Exercise requirements: When you reproduce the entries below, keep each one exact and drop any pictures.

Data extract:

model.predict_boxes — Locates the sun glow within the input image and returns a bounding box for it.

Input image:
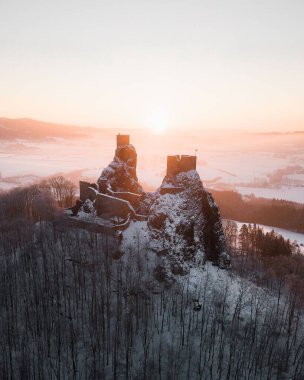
[146,111,168,134]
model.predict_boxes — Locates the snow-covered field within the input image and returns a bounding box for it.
[236,186,304,204]
[0,129,303,204]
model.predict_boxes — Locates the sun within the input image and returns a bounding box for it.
[146,111,168,134]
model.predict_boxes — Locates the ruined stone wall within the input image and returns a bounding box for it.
[113,192,141,208]
[98,178,108,193]
[79,181,98,202]
[105,188,140,208]
[160,186,183,195]
[87,187,98,201]
[79,181,91,202]
[95,193,135,219]
[116,134,130,147]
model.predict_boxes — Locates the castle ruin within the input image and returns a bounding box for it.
[70,134,230,270]
[75,135,198,229]
[78,134,143,228]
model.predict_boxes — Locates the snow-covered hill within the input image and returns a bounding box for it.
[2,219,303,379]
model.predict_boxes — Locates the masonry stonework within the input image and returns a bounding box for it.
[111,192,141,208]
[79,181,91,202]
[95,193,135,219]
[80,181,98,202]
[180,155,197,172]
[166,155,197,176]
[167,156,181,176]
[116,134,130,147]
[77,136,198,231]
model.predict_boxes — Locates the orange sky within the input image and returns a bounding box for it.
[1,0,304,132]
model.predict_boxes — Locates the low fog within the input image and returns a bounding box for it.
[0,118,303,203]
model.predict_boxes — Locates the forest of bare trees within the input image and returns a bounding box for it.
[1,186,304,379]
[0,176,76,223]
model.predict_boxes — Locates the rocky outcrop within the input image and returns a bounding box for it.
[97,144,143,195]
[74,134,229,280]
[201,191,228,266]
[76,137,148,225]
[148,170,230,277]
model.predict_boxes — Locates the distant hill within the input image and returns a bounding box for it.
[0,117,98,140]
[247,130,304,136]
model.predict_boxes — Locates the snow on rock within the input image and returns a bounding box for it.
[74,136,230,285]
[122,220,150,251]
[82,199,96,214]
[148,169,230,280]
[97,144,144,195]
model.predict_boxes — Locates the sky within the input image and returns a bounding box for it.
[1,0,304,132]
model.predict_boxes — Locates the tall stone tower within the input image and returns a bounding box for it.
[117,134,130,147]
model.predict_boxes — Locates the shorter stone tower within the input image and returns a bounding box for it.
[117,134,130,147]
[166,155,197,176]
[180,155,197,172]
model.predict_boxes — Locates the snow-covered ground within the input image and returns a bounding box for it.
[0,129,303,204]
[236,186,304,204]
[123,219,304,259]
[122,221,149,246]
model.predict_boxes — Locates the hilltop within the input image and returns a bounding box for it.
[69,134,230,280]
[0,117,97,140]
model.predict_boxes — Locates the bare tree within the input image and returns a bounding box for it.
[48,175,76,208]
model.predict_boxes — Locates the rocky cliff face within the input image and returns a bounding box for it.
[97,144,143,195]
[148,170,230,281]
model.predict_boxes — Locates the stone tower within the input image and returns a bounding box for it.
[166,155,197,176]
[116,134,130,147]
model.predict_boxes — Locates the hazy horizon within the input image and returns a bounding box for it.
[1,0,304,132]
[0,117,303,205]
[1,115,304,135]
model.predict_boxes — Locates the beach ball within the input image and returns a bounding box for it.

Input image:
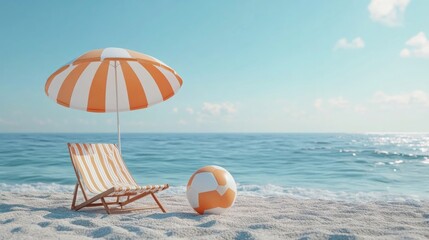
[186,165,237,215]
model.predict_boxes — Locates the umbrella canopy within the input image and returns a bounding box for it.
[45,47,182,112]
[45,47,183,151]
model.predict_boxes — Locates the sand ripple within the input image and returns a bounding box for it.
[0,193,428,239]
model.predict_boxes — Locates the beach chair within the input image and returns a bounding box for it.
[67,143,169,214]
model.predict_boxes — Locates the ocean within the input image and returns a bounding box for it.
[1,133,428,201]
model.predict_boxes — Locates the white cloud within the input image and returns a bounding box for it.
[354,104,368,114]
[195,102,238,124]
[373,90,429,106]
[312,91,429,116]
[314,98,323,111]
[368,0,410,26]
[400,32,429,58]
[172,107,179,113]
[328,97,350,109]
[186,107,194,115]
[334,38,365,50]
[399,48,411,57]
[314,97,366,113]
[178,119,187,125]
[202,102,237,116]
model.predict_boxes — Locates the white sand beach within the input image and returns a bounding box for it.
[1,190,428,240]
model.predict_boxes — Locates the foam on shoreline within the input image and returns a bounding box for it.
[1,182,427,203]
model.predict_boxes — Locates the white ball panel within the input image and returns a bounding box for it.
[190,172,218,192]
[187,172,218,208]
[224,170,237,193]
[216,185,229,196]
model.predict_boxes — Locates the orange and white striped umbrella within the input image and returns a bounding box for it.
[45,47,183,151]
[45,47,182,112]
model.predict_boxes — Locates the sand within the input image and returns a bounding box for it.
[0,190,428,240]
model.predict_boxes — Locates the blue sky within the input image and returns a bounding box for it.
[0,0,428,132]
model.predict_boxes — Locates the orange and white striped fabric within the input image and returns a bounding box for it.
[68,143,169,195]
[45,48,182,112]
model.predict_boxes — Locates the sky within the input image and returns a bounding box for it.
[0,0,428,133]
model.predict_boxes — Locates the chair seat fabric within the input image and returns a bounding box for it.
[68,143,168,195]
[112,184,169,195]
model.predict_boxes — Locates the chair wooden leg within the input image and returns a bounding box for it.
[71,187,168,214]
[101,197,111,214]
[119,192,151,207]
[74,188,115,211]
[71,183,79,210]
[151,192,167,213]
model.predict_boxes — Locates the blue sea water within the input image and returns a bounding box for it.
[0,133,428,200]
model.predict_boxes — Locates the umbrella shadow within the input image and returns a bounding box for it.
[0,203,97,219]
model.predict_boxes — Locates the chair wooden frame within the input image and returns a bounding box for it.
[68,144,168,214]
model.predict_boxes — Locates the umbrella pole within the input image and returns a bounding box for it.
[117,105,121,155]
[114,61,121,154]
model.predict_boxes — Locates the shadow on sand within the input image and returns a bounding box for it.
[0,203,100,219]
[147,211,204,220]
[0,203,203,220]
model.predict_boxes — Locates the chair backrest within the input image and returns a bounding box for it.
[68,143,137,194]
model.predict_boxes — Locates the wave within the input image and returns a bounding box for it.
[0,182,75,193]
[236,184,426,203]
[371,150,428,159]
[1,183,426,203]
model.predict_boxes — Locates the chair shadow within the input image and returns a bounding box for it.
[1,203,201,220]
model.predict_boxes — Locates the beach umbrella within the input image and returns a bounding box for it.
[45,47,183,152]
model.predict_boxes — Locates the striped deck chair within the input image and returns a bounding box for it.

Answer below:
model.predict_boxes — Locates the sun glow within the input image and returns a bounding box for it.

Input image:
[146,111,168,134]
model.predict_boxes — Locates the snow-covered field within the input image and returns a bounding box for it.
[236,186,304,204]
[0,129,303,204]
model.predict_boxes — Locates the sun within the input image and returns a bounding box for it.
[146,111,168,134]
model.predict_boxes — Locates the ruined stone wall within the input image and returns a bounding box for it.
[113,192,141,208]
[98,178,108,193]
[79,181,98,202]
[105,188,140,208]
[160,186,183,195]
[87,187,98,201]
[79,181,91,202]
[95,193,135,219]
[116,134,130,147]
model.predict_boxes — Locates the castle ruin within the input image and returns a bounding box for it.
[70,134,230,270]
[75,135,198,229]
[78,134,143,228]
model.predict_boxes — Locates the snow-covered hill within the input image and returns a bounding box for it.
[2,219,303,379]
model.predict_boxes — Locates the masonry stonework within the input image and returns a bounding box for it.
[111,192,141,208]
[79,181,91,202]
[95,193,135,219]
[80,181,98,202]
[180,155,197,172]
[166,155,197,176]
[167,156,181,176]
[116,134,130,147]
[77,136,198,231]
model.predict_boxes — Locates the orange sky within the input image and returns a bounding box for it.
[1,0,304,132]
model.predict_boxes — Locates the low fog within the input image and returns a bounding box for it.
[0,118,303,203]
model.predict_boxes — Locates the forest of bare trees within the input image and returns a bounding box for it.
[1,186,304,379]
[0,176,76,223]
model.predict_boxes — Locates the rocky outcrop within the input image and returns a bounding box for it.
[97,144,143,195]
[74,134,229,280]
[201,191,228,266]
[76,137,148,225]
[148,170,230,277]
model.predict_boxes — Locates the distant hill within the input image and returns a bounding box for it.
[0,117,98,140]
[247,130,304,136]
model.predict_boxes — Locates the snow on rock within the input image and returns a bounding box for it.
[74,136,230,285]
[122,220,150,251]
[82,199,96,214]
[148,169,230,280]
[97,144,144,195]
model.predict_boxes — Locates the sky within the input image and returns a bounding box for it.
[1,0,304,132]
model.predict_boxes — Locates the tall stone tower within the input image and returns a bounding box for it.
[117,134,130,147]
model.predict_boxes — Locates the shorter stone tower within the input image and returns a bounding box for it.
[117,134,130,147]
[166,155,197,176]
[180,155,197,172]
model.predict_boxes — Locates the snow-covered ground within the input image and returns a bounding box for it.
[0,129,303,204]
[236,186,304,204]
[123,219,304,259]
[122,221,149,246]
model.predict_boxes — Locates the hilltop within the input image and returns a bounding box for it.
[69,134,230,280]
[0,117,97,140]
model.predict_boxes — Locates the bare tree within the input image and returns a bounding box for it.
[48,175,76,208]
model.predict_boxes — Locates the rocky cliff face within the input image and returns a bounding box for it.
[97,144,143,195]
[148,170,230,281]
model.predict_boxes — Locates the stone tower within the input image and returns a bounding box for it.
[166,155,197,176]
[116,134,130,147]
model.predict_boxes — Locates the hazy horizon within the input image and returns a bounding box for it.
[1,0,304,132]
[0,117,303,205]
[1,115,304,135]
model.predict_boxes — Locates the beach ball within the input image and returns a bounding box for it.

Input image:
[186,165,237,215]
model.predict_boxes — Locates the umbrella canopy within the input image and returns a bounding box for it.
[45,47,182,112]
[45,47,183,151]
model.predict_boxes — Locates the sand ripple within the input image and returns a bounding box for it.
[0,193,428,239]
model.predict_boxes — Locates the beach chair within the input image and returns a bounding box for it.
[67,143,169,214]
model.predict_boxes — Locates the ocean within the input image and returns a bounding box for it.
[1,133,428,201]
model.predict_boxes — Locates the white cloud within the input image and returns a bounding box for it.
[354,104,368,114]
[195,102,238,124]
[373,90,429,106]
[312,91,429,116]
[314,98,323,111]
[368,0,410,26]
[400,32,429,58]
[172,107,179,113]
[328,97,350,109]
[186,107,194,115]
[334,38,365,50]
[399,48,411,57]
[314,97,366,113]
[178,119,187,125]
[202,102,237,116]
model.predict_boxes — Locates the white sand beach within the input image and returns a bounding box for it.
[1,190,428,240]
model.predict_boxes — Locates the foam on shoreline within the input image and returns a bounding box for it.
[1,182,427,203]
model.predict_boxes — Locates the white ball panel within the input image and returns a bounding box for it.
[190,172,218,192]
[187,172,218,208]
[224,170,237,193]
[216,185,229,196]
model.predict_boxes — Locates the orange and white striped umbrella within the input image and returns a bounding box for it.
[45,47,183,151]
[45,47,182,112]
model.predict_boxes — Locates the sand within the input image and returns a bounding box for it.
[0,190,428,240]
model.predict_boxes — Locates the blue sky within the input image and returns a bounding box for it.
[0,0,428,132]
model.predict_boxes — Locates the orange and white striped fabric within the input image and returns a bounding box for it.
[68,143,169,195]
[45,48,182,112]
model.predict_boxes — Locates the sky within the input image and returns a bounding box for it.
[0,0,428,133]
model.predict_boxes — Locates the chair seat fabric within the input image and returns a bounding box for it.
[68,143,168,195]
[112,184,169,195]
model.predict_boxes — Locates the chair wooden leg within the input image and returns a bounding box for it.
[71,187,168,214]
[101,197,111,214]
[119,192,151,207]
[74,188,115,211]
[71,183,79,210]
[151,192,167,213]
model.predict_boxes — Locates the blue sea water within the input image and returns a bounding box for it.
[0,133,428,200]
model.predict_boxes — Locates the umbrella shadow within the input image and returns a bounding box for it.
[0,203,97,219]
model.predict_boxes — Locates the chair wooden frame within the input image and returns a bounding box for it.
[68,144,168,214]
model.predict_boxes — Locates the umbrella pole within the input image and returns a bounding box for it.
[117,105,121,155]
[114,61,121,154]
model.predict_boxes — Locates the shadow on sand within the input image and returns a bounding box for it.
[0,203,100,219]
[147,211,204,220]
[0,203,203,220]
model.predict_boxes — Locates the chair backrest within the input image and returns a bounding box for it.
[68,143,137,194]
model.predict_boxes — Locates the wave within the input image and returns a bounding box for it.
[0,182,75,193]
[236,184,426,203]
[371,150,428,159]
[1,183,426,203]
model.predict_boxes — Locates the chair shadow within the input image and returns a bounding box for it.
[1,203,201,220]
model.predict_boxes — Locates the beach umbrella within the input image and returns a bounding box for it.
[45,47,183,152]
model.predict_boxes — Locates the striped deck chair within the input image and returns a bounding box for it.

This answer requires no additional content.